SELECTED PASSAGE ▸
··········
The SS involves looking at the bigger picture and asking pretty deep questions: What is the message? How can I be of service? How am I attracting this? What can I change? How can I practice love here?

Living according to the Spiritual Solution is not easy. It’s a narrow path. It’s much easier to complain and be annoyed and resentful or have a pity party or give up altogether. But there’s not much peace to be had by reacting emotionally to things or taking things personally. When I accept that there is something to be learned from difficult situations I am less likely to get depressed because I’m trusting in a Higher Plan.

Even though I fantasize about strangling my cat, I choose instead to love him, love him, love him.

“Do to us what you will and we will still love you.”

Those are the words of Martin Luther King, Jr.

He was an advocate for loving our enemies. Love them until they are worn down, love them until we are victorious.

This is a radical approach and I believe we must adopt it for everything that happens in our lives. Whatever we are fighting today, we must fight with love. We must love the thing we hate into submission.

Inspiring Message of the Day: I am willing to love my enemy because I believe that this is ultimately how I will win freedom.

Being Here Now

Well, the cat woke me up at 4:17 a.m. but did I get up to blog about it? No, I did not.

There were no forthcoming inspirational messages coming through so I ignored the cat and slept until I had to wake up at 6:30.

It’s already been a very full day and I’ve still got a “to-do” list a mile long. I’m blogging right now to avoid tackling it.

Why do we procrastinate?

Here’s a crazy idea: most of us procrastinate because we know that if we actually get the thing done we are going to feel GOOD. And many of us do not believe we deserve to feel good.

I’ve done some pretty big work on myself to believe that I deserve to feel good but some days are better than others. I can still fall back into the old way of thinking that tells me I don’t deserve to feel free, it’s better if I’m stressed etc.

I call these thoughts The Voices of Dissent or TVOD.

Often TVOD occur when I future-trip. Instead of being here now I’ve launched myself into a situation or a scenario that is not happening anywhere but in my head and as a result I’m feeling anxious.

Ergo, when I am not here, I am in fear.
··········
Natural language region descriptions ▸
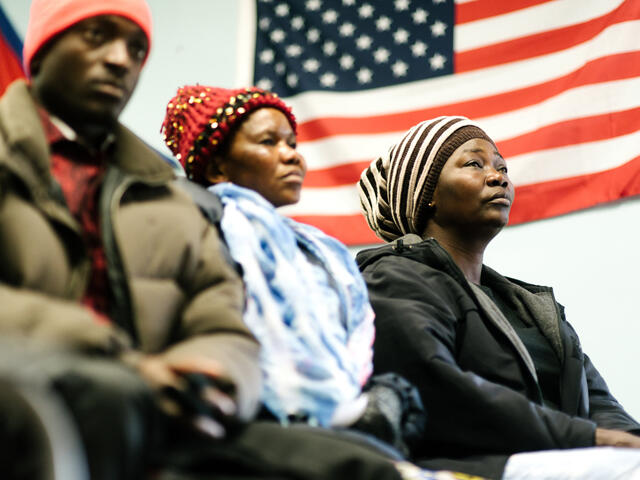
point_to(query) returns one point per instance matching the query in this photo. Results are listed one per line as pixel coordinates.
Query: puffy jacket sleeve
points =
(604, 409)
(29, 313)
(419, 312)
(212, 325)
··········
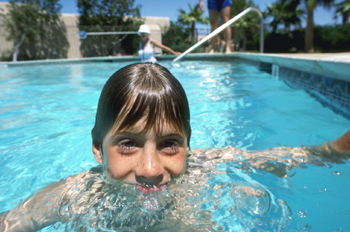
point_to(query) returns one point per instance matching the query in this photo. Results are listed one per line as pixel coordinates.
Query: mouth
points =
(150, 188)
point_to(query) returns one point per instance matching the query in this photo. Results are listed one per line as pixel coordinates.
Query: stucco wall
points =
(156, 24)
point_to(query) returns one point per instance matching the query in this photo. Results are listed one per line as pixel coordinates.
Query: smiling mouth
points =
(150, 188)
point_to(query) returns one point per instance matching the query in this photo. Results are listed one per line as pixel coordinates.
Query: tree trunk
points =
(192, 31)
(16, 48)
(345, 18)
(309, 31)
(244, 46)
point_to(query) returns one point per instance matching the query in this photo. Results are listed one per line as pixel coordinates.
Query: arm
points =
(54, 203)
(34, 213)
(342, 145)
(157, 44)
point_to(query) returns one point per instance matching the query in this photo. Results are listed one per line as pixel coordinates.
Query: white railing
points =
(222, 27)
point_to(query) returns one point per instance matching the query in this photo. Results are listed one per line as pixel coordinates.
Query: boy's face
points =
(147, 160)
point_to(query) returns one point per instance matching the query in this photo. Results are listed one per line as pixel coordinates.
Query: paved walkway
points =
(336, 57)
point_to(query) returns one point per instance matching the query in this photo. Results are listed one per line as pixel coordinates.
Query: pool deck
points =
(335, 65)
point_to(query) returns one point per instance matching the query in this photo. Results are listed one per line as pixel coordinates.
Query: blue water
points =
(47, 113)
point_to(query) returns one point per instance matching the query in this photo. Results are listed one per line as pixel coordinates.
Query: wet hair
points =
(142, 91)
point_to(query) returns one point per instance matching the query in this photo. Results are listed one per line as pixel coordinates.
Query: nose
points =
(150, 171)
··········
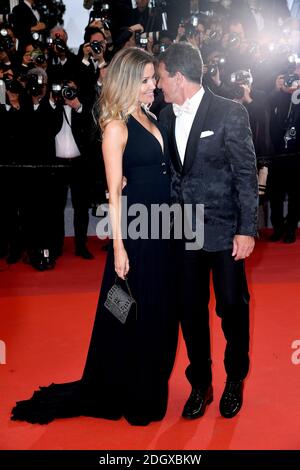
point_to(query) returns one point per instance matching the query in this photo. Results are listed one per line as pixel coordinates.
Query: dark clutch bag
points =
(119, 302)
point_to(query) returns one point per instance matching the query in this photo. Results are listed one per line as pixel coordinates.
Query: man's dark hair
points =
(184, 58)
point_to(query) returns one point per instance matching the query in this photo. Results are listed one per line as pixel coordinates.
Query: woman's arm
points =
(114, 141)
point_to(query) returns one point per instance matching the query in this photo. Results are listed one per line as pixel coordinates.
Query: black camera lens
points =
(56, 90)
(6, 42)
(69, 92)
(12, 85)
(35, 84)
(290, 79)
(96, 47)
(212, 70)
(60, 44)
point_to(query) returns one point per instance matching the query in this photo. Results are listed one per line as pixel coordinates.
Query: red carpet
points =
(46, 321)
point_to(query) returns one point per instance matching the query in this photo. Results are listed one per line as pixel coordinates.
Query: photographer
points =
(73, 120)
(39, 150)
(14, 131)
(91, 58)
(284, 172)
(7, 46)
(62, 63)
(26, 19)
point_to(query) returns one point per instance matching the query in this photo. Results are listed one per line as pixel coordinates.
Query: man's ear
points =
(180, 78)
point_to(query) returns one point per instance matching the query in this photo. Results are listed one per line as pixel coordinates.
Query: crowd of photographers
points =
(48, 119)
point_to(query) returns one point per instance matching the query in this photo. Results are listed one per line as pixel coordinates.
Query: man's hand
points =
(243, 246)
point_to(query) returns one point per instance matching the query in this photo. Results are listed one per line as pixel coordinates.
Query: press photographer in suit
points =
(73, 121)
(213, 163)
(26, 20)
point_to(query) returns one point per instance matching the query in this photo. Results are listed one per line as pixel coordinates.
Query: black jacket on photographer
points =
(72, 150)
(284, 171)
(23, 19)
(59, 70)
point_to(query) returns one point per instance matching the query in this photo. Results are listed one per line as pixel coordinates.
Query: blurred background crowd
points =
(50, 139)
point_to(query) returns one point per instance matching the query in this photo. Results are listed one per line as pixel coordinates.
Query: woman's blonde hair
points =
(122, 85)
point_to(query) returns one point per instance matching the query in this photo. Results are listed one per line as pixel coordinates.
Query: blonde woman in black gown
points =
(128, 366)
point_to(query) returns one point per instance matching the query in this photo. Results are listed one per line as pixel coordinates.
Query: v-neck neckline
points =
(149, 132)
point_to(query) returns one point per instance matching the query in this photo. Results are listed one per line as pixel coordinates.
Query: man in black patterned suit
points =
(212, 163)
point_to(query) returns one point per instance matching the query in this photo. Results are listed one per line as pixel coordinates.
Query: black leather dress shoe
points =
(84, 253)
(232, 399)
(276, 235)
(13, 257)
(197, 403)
··········
TASK REQUIREMENTS ▸
**1.** In the blog passage, at what time did the cat wake the writer up?
**2.** Which deep questions does the blog passage say the SS involves asking?
**3.** Reproduce the blog passage from "I’ve done some" to "I’m feeling anxious.".

EXPECTED RESPONSES ▸
**1.** 4:17 a.m.

**2.** What is the message? How can I be of service? How am I attracting this? What can I change? How can I practice love here?

**3.**
I’ve done some pretty big work on myself to believe that I deserve to feel good but some days are better than others. I can still fall back into the old way of thinking that tells me I don’t deserve to feel free, it’s better if I’m stressed etc.

I call these thoughts The Voices of Dissent or TVOD.

Often TVOD occur when I future-trip. Instead of being here now I’ve launched myself into a situation or a scenario that is not happening anywhere but in my head and as a result I’m feeling anxious.